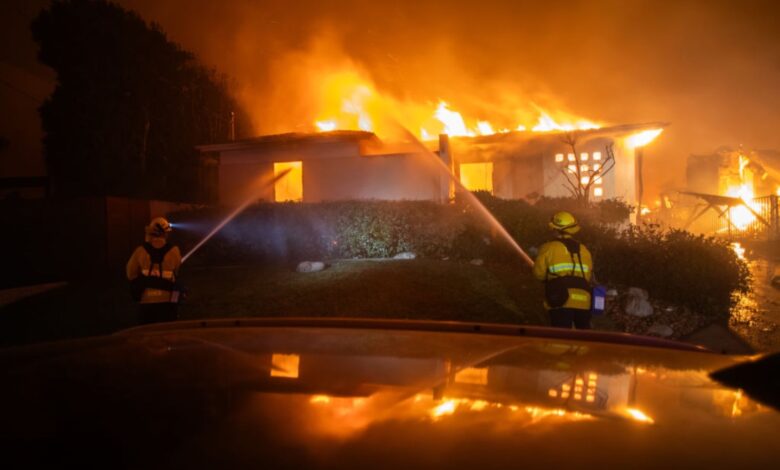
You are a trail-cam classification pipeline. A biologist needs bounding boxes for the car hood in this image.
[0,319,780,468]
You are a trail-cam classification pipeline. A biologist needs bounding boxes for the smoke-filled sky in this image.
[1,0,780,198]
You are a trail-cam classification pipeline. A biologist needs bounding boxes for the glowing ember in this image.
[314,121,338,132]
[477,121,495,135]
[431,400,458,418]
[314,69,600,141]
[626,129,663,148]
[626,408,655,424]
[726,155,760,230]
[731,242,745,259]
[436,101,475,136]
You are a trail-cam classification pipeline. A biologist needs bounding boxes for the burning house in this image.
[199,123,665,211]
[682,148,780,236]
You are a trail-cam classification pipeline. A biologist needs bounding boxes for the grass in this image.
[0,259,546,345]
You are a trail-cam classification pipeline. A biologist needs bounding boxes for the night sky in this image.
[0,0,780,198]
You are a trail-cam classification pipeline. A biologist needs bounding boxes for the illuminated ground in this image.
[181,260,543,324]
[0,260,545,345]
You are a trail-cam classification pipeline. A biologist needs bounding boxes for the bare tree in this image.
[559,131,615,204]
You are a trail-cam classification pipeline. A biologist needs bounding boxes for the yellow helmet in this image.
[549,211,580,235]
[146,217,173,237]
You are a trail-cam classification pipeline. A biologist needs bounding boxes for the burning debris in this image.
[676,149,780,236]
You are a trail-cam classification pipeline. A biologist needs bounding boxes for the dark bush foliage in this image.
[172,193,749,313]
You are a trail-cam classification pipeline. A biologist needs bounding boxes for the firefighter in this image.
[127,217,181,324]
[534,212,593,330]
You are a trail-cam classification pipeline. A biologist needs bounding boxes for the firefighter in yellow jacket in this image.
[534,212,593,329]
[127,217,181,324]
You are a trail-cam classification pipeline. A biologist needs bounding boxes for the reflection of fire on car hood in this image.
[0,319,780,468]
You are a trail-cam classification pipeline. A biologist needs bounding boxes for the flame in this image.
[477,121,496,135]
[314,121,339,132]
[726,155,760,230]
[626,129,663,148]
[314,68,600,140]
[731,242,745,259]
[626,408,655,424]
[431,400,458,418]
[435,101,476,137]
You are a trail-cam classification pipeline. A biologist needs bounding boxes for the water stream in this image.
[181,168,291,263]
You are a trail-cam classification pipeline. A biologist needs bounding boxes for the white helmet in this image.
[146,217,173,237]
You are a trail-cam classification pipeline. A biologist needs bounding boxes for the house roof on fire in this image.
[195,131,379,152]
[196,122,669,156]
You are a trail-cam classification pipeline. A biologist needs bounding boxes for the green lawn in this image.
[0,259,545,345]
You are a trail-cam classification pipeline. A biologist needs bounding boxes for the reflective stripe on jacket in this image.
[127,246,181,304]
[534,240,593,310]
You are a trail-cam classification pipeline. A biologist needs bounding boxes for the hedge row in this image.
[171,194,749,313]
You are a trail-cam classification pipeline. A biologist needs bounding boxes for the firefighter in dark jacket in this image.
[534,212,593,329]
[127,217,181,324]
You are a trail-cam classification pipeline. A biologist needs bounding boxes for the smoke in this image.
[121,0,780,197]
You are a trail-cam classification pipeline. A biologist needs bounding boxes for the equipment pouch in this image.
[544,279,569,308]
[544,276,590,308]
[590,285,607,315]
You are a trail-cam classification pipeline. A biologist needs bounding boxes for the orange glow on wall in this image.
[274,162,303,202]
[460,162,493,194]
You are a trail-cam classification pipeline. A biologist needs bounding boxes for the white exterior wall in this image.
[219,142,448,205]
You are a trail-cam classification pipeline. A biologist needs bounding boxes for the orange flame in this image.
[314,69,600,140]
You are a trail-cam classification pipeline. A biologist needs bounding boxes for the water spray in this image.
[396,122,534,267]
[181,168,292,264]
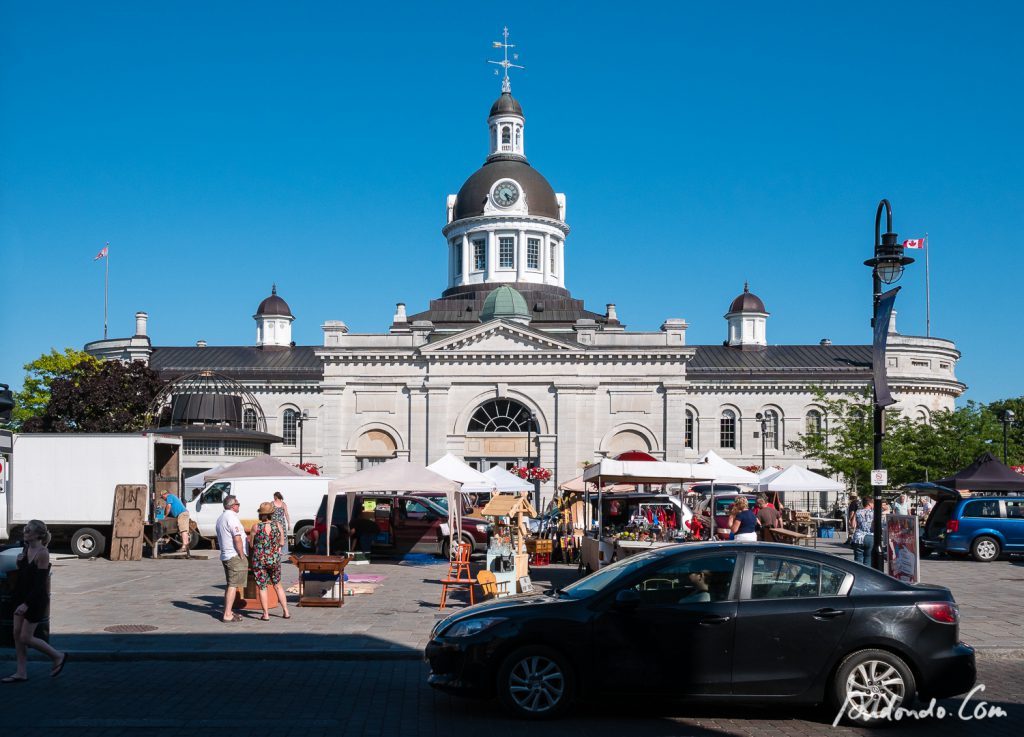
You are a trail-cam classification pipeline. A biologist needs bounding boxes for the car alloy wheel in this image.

§ **Work to do**: Extract from the records above each line that contains the string "white", treating uppercase and lowercase letters as distinct.

§ **Solution**:
You are a trail-cam classification pipeline. A biologist needs bounding boxes for the white helmet in this image.
You are a trail-cam classification pipeline. A biologist needs bounding boxes for the white exterior wall in this image.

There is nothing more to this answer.